* Instructions for the task: Reproduce the part of the concert review that opens with "A great evening." and closes with "Hamill (thanks Doug)", switching "album" to "LP" wherever it occurs.

* Passage given:
A great evening. Of course if was very different from seeing Yes, but the personal and intimate approach worked well. Jon’s voice was fine, much much stronger than I expected, and he was in good spirits, very chatty with the home crowd. My next Yes event will be seeing the latest version of that band up in Newcastle early next year, a concert which I am looking forward to. I also notice that Rick Wakeman is going out on tour next year with his Journey to the Centre of the Earth album. Now I wasn’t a big fan of the album when it came out, but I must admit I am tempted to go and see the show. The comings and goings of Yes band members remains as complex and confusing as ever, but I guess it was ever so.

Jon Anderson Newcastle City Hall 1980

Jon Anderson Newcastle City Hall
Support from Clare Hamill (thanks Doug)

Items stored from a collection

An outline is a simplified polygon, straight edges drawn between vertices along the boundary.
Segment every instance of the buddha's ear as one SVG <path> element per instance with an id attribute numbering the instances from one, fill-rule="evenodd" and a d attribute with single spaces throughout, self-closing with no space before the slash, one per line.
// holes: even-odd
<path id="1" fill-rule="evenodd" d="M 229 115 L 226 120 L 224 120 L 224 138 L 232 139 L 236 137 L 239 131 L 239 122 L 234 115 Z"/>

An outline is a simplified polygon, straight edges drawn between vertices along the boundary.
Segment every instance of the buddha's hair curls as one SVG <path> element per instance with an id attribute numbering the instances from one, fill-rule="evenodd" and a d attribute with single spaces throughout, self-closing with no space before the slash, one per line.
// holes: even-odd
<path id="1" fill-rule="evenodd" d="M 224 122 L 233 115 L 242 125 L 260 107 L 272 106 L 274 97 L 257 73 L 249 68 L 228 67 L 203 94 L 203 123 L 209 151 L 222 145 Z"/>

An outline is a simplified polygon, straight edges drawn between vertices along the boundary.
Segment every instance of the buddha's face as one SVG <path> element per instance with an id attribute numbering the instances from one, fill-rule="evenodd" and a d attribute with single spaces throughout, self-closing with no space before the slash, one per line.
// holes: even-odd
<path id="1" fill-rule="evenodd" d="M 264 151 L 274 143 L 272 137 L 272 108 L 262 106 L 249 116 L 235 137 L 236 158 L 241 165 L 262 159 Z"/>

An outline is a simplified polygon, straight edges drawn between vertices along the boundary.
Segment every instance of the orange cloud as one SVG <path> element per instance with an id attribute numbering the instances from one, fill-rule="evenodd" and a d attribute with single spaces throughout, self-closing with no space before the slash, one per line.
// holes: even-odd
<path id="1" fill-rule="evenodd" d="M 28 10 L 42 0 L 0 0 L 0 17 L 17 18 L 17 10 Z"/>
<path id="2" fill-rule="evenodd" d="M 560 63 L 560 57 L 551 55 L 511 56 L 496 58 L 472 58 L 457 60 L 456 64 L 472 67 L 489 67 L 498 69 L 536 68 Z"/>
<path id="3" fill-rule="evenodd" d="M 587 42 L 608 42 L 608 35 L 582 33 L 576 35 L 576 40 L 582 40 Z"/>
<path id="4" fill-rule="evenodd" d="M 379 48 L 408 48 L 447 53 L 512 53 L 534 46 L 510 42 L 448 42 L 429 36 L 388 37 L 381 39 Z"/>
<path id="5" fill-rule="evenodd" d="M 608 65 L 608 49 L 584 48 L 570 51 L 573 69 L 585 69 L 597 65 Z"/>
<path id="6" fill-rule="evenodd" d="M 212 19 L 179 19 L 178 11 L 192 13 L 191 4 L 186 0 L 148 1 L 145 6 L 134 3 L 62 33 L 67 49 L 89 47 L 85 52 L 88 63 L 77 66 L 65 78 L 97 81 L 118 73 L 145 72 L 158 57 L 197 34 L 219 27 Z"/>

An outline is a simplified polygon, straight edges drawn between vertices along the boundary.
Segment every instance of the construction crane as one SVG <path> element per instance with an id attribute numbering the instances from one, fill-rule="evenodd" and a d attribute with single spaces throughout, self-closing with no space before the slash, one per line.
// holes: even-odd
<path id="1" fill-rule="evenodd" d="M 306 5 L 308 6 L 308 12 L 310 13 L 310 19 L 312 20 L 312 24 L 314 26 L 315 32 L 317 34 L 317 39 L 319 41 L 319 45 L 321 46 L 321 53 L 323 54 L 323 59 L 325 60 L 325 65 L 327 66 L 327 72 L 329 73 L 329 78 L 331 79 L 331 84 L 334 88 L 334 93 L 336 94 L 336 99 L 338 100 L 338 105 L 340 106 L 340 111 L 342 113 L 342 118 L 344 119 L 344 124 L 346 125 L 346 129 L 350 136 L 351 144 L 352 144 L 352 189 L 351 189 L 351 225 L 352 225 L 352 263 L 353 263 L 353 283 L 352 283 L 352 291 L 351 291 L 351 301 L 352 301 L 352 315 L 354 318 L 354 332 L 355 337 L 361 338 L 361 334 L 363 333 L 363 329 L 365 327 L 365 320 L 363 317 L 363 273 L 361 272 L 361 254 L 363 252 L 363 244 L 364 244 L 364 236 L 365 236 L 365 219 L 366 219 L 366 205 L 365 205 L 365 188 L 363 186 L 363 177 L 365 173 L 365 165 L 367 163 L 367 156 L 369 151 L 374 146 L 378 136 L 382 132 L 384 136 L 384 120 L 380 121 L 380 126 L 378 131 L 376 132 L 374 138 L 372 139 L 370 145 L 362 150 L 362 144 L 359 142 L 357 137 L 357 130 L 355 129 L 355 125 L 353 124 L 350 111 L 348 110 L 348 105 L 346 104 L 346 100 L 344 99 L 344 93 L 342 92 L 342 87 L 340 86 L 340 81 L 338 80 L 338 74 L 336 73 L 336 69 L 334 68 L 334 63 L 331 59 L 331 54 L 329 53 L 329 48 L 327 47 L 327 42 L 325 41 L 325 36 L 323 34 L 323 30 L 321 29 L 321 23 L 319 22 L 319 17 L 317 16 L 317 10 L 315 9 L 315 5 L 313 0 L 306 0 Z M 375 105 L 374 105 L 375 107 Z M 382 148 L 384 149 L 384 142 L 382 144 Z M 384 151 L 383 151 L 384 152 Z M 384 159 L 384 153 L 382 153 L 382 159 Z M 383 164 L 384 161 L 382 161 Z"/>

* The answer:
A great evening. Of course if was very different from seeing Yes, but the personal and intimate approach worked well. Jon’s voice was fine, much much stronger than I expected, and he was in good spirits, very chatty with the home crowd. My next Yes event will be seeing the latest version of that band up in Newcastle early next year, a concert which I am looking forward to. I also notice that Rick Wakeman is going out on tour next year with his Journey to the Centre of the Earth LP. Now I wasn’t a big fan of the LP when it came out, but I must admit I am tempted to go and see the show. The comings and goings of Yes band members remains as complex and confusing as ever, but I guess it was ever so.

Jon Anderson Newcastle City Hall 1980

Jon Anderson Newcastle City Hall
Support from Clare Hamill (thanks Doug)